Write out every line of the records below word for word, leaving out the pictures.

Listing:
★ ★ ★ ★ ★ ★ ★
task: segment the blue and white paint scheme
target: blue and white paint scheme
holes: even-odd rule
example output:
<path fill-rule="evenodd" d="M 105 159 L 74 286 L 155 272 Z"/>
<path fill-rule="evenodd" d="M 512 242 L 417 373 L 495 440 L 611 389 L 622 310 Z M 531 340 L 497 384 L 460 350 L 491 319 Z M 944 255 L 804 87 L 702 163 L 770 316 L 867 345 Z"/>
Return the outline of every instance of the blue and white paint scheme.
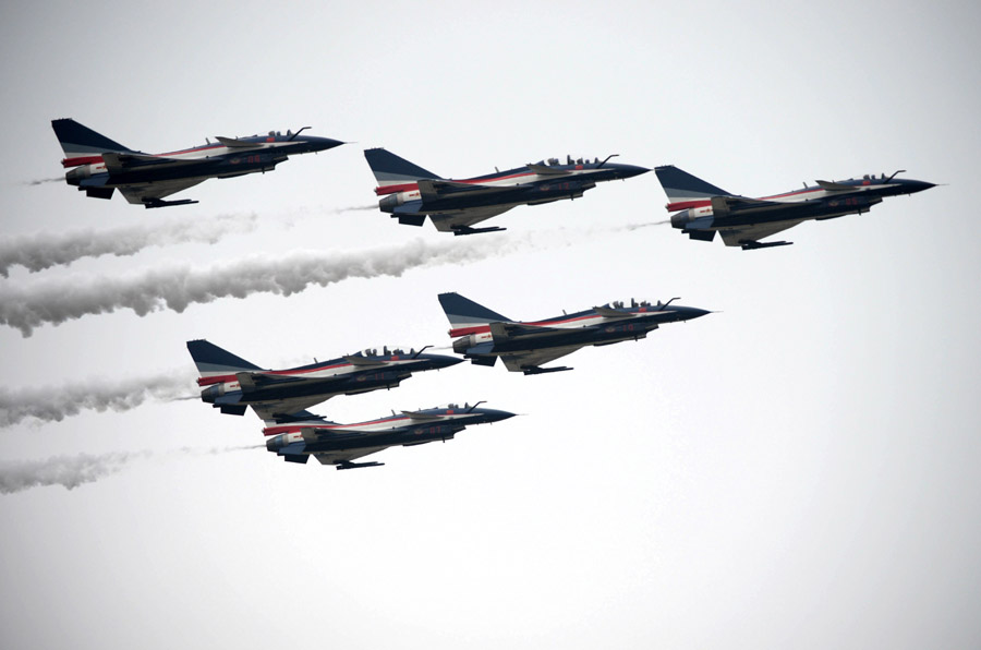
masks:
<path fill-rule="evenodd" d="M 459 293 L 440 293 L 439 304 L 450 322 L 453 351 L 477 365 L 494 365 L 500 358 L 510 372 L 526 375 L 572 370 L 542 368 L 585 346 L 608 346 L 646 338 L 666 323 L 690 321 L 706 310 L 665 303 L 613 302 L 544 321 L 519 322 L 493 312 Z"/>
<path fill-rule="evenodd" d="M 337 395 L 396 388 L 414 372 L 441 370 L 456 357 L 383 348 L 287 370 L 263 370 L 206 340 L 187 341 L 201 377 L 201 399 L 222 413 L 245 414 L 252 407 L 263 420 L 295 413 Z"/>
<path fill-rule="evenodd" d="M 288 462 L 306 462 L 311 456 L 337 469 L 377 467 L 384 462 L 353 462 L 392 446 L 411 447 L 449 441 L 471 424 L 499 422 L 514 413 L 477 408 L 482 402 L 402 411 L 368 422 L 339 424 L 310 412 L 266 422 L 266 449 Z"/>
<path fill-rule="evenodd" d="M 671 215 L 671 226 L 701 241 L 712 241 L 718 232 L 727 246 L 742 250 L 789 245 L 794 242 L 760 240 L 809 219 L 821 221 L 859 215 L 886 196 L 915 194 L 935 186 L 924 181 L 897 179 L 904 171 L 889 177 L 883 173 L 846 181 L 815 181 L 816 185 L 804 183 L 800 190 L 748 198 L 730 194 L 673 165 L 654 169 L 670 201 L 665 207 L 669 212 L 680 210 Z"/>
<path fill-rule="evenodd" d="M 519 205 L 542 205 L 579 198 L 603 181 L 623 180 L 650 171 L 635 165 L 566 158 L 529 162 L 470 179 L 444 179 L 432 171 L 383 149 L 366 149 L 364 157 L 375 174 L 375 193 L 384 196 L 378 208 L 400 224 L 422 226 L 426 217 L 437 230 L 453 234 L 493 232 L 505 228 L 473 228 L 474 224 Z"/>
<path fill-rule="evenodd" d="M 210 178 L 233 178 L 272 171 L 289 156 L 323 152 L 344 143 L 329 137 L 270 131 L 267 135 L 221 137 L 217 142 L 169 152 L 145 154 L 109 140 L 75 120 L 52 120 L 64 151 L 64 180 L 95 198 L 111 198 L 119 190 L 126 201 L 144 207 L 197 203 L 187 198 L 164 201 Z"/>

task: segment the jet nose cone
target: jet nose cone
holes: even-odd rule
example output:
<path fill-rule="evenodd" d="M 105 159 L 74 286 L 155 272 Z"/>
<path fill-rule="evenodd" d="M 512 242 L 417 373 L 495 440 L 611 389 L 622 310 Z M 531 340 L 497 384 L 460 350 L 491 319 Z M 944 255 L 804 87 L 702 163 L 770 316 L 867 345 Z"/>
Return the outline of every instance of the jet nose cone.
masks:
<path fill-rule="evenodd" d="M 640 167 L 639 165 L 617 165 L 617 170 L 620 178 L 633 178 L 651 171 L 646 167 Z"/>
<path fill-rule="evenodd" d="M 705 314 L 711 314 L 711 313 L 712 312 L 708 310 L 701 310 L 697 306 L 689 306 L 689 308 L 685 308 L 683 316 L 685 316 L 686 321 L 691 321 L 692 318 L 701 318 Z"/>
<path fill-rule="evenodd" d="M 487 422 L 500 422 L 514 417 L 514 413 L 510 411 L 499 411 L 497 409 L 484 409 L 484 414 L 487 417 Z"/>
<path fill-rule="evenodd" d="M 344 144 L 339 140 L 334 140 L 331 137 L 317 137 L 312 135 L 306 139 L 306 142 L 310 143 L 311 151 L 314 152 L 324 152 L 326 149 L 332 149 L 334 147 L 339 147 Z"/>
<path fill-rule="evenodd" d="M 936 184 L 928 183 L 927 181 L 906 181 L 903 184 L 906 185 L 906 189 L 910 194 L 922 192 L 923 190 L 929 190 L 930 188 L 936 186 Z"/>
★ ★ ★ ★ ★ ★ ★
Correct response:
task: segment the blue and white paint scheme
target: blue and white paint scheme
holes: even-odd rule
example output:
<path fill-rule="evenodd" d="M 105 159 L 74 286 L 155 272 Z"/>
<path fill-rule="evenodd" d="M 512 242 L 417 373 L 495 440 L 611 389 L 622 310 Z M 531 340 L 497 384 L 460 350 L 491 319 Z M 944 255 L 804 87 L 702 163 L 770 316 L 867 345 Z"/>
Return the outline of every instance of the blue and white paint scheme.
masks:
<path fill-rule="evenodd" d="M 459 293 L 440 293 L 439 304 L 450 322 L 453 351 L 477 365 L 494 365 L 500 358 L 510 372 L 526 375 L 572 370 L 542 368 L 585 346 L 608 346 L 646 338 L 666 323 L 690 321 L 706 310 L 665 303 L 613 302 L 544 321 L 519 322 L 493 312 Z"/>
<path fill-rule="evenodd" d="M 337 395 L 396 388 L 414 372 L 441 370 L 456 357 L 383 348 L 287 370 L 263 370 L 206 340 L 187 341 L 201 377 L 201 399 L 222 413 L 245 414 L 252 407 L 263 420 L 295 413 Z"/>
<path fill-rule="evenodd" d="M 288 462 L 306 462 L 311 456 L 337 469 L 377 467 L 384 462 L 353 462 L 392 446 L 411 447 L 449 441 L 471 424 L 499 422 L 514 413 L 477 408 L 482 402 L 402 411 L 368 422 L 339 424 L 310 412 L 266 422 L 266 449 Z"/>
<path fill-rule="evenodd" d="M 671 215 L 671 226 L 701 241 L 712 241 L 718 232 L 727 246 L 742 250 L 789 245 L 794 242 L 760 240 L 809 219 L 821 221 L 859 215 L 886 196 L 915 194 L 935 186 L 924 181 L 897 179 L 904 171 L 889 177 L 883 173 L 846 181 L 815 181 L 816 185 L 804 183 L 800 190 L 748 198 L 730 194 L 673 165 L 654 169 L 670 201 L 665 207 L 669 212 L 680 210 Z"/>
<path fill-rule="evenodd" d="M 519 205 L 542 205 L 579 198 L 603 181 L 623 180 L 650 171 L 635 165 L 566 158 L 529 162 L 470 179 L 444 179 L 432 171 L 383 149 L 366 149 L 364 157 L 375 174 L 375 193 L 384 196 L 378 208 L 400 224 L 422 226 L 426 217 L 437 230 L 453 234 L 493 232 L 505 228 L 473 228 L 474 224 Z"/>
<path fill-rule="evenodd" d="M 210 178 L 233 178 L 272 171 L 289 156 L 323 152 L 344 143 L 329 137 L 270 131 L 267 135 L 221 137 L 217 142 L 169 152 L 145 154 L 109 140 L 75 120 L 52 120 L 64 151 L 64 180 L 95 198 L 111 198 L 119 190 L 126 201 L 144 207 L 197 203 L 187 198 L 164 201 Z"/>

task: segment the jet nose cone
target: jet nose cone
holes: even-odd rule
example output:
<path fill-rule="evenodd" d="M 105 159 L 74 286 L 155 272 Z"/>
<path fill-rule="evenodd" d="M 512 242 L 417 373 L 495 440 L 611 389 L 622 310 Z M 531 340 L 497 384 L 460 350 L 491 319 Z M 944 255 L 804 87 L 702 163 L 770 316 L 867 345 Z"/>
Return the outline of every instance of the jet nose cone.
masks:
<path fill-rule="evenodd" d="M 640 167 L 639 165 L 617 165 L 617 170 L 620 178 L 633 178 L 651 171 L 646 167 Z"/>
<path fill-rule="evenodd" d="M 705 314 L 711 314 L 711 313 L 712 312 L 708 310 L 701 310 L 697 306 L 689 306 L 689 308 L 685 308 L 683 316 L 685 316 L 686 321 L 691 321 L 692 318 L 701 318 Z"/>
<path fill-rule="evenodd" d="M 487 422 L 500 422 L 514 417 L 514 413 L 510 411 L 499 411 L 497 409 L 484 409 L 484 414 L 487 417 Z"/>
<path fill-rule="evenodd" d="M 344 144 L 339 140 L 334 140 L 331 137 L 317 137 L 312 135 L 306 139 L 306 142 L 310 143 L 311 151 L 314 152 L 324 152 L 326 149 L 332 149 L 334 147 L 339 147 Z"/>
<path fill-rule="evenodd" d="M 936 184 L 928 183 L 927 181 L 906 181 L 903 184 L 906 185 L 906 189 L 910 194 L 922 192 L 923 190 L 929 190 L 930 188 L 936 186 Z"/>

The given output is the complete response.